Excerpted passage:
But tonight, with the battlebus parked here in Bristol, it's time for a song on the Blair trail.
Charlotte Church will be telling us it's "Summertime" with Gershwin's music - as if we didn't know in a city sizzling in the heat, and reeling from the knowledge that all three party leaders are in town tonight, with rival meetings.
Whenever you want a battlebus, there never seems to be one, and then three come all at once.
James Helm's diary, Wednesday 23 May
It's 7am and Labour's battlebus, also carrying a gaggle of journalists, is departing Millbank tower in Westminister, the party's headquarters and election hub.
It is the morning after Baroness Thatcher's speech and the papers are full of more allegations and counter-allegations about Europe and tax.
However, Labour's chosen theme - they pick one for each day of the campaign which they push vigourously - is education.
Students crowd behind the security barrier as word goes round about the special guest.
Students blink at the 20-30 cameramen and photographers who capture every single moment from behind the security tape a few feet away.
One of the students challenges him. Jo Balchin, an 18-year-old studying for three A-levels, asks Mr Blair about the effects of student loans and tuitions fees.
The hacks in their headphones scribble down his answer. Jo in her Union Jack T-shirt has her photo taken with the prime minister.
At 11am it is time for the "Big Event" of the day as Labour sets out its education manifesto at Southampton University's lecture theatre, a short bus ride away.

Listed records:
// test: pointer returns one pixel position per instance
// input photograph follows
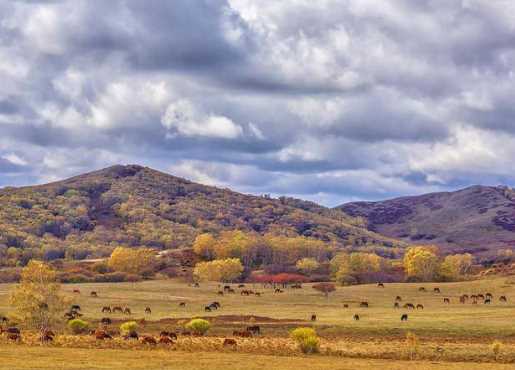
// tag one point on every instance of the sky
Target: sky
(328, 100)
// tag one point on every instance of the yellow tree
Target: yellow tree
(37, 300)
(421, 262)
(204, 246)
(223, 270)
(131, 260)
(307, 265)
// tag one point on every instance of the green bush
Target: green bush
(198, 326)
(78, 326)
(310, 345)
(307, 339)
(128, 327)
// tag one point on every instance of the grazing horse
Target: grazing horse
---
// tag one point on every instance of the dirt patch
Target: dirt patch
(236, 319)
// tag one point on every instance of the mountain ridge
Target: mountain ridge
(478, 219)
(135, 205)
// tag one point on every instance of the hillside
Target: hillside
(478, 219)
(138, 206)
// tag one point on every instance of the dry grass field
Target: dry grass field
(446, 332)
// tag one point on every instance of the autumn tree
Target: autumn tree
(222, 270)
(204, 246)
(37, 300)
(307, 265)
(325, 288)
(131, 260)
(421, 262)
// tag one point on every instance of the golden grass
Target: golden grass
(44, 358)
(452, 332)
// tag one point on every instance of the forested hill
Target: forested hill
---
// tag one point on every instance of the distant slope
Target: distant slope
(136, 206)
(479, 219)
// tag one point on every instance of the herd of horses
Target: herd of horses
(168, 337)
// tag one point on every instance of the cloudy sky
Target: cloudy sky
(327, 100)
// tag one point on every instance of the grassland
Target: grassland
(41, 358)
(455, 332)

Tasks to perform:
1 > List every person named in the campaign diary passage.
2 > Transcribe the campaign diary passage word for word, starting at the words "Students crowd behind" and stopping after the words "bus ride away.".

Answers provided:
1 >
Charlotte Church
Gershwin
James Helm
Baroness Thatcher
Jo Balchin
Mr Blair

2 >
Students crowd behind the security barrier as word goes round about the special guest.
Students blink at the 20-30 cameramen and photographers who capture every single moment from behind the security tape a few feet away.
One of the students challenges him. Jo Balchin, an 18-year-old studying for three A-levels, asks Mr Blair about the effects of student loans and tuitions fees.
The hacks in their headphones scribble down his answer. Jo in her Union Jack T-shirt has her photo taken with the prime minister.
At 11am it is time for the "Big Event" of the day as Labour sets out its education manifesto at Southampton University's lecture theatre, a short bus ride away.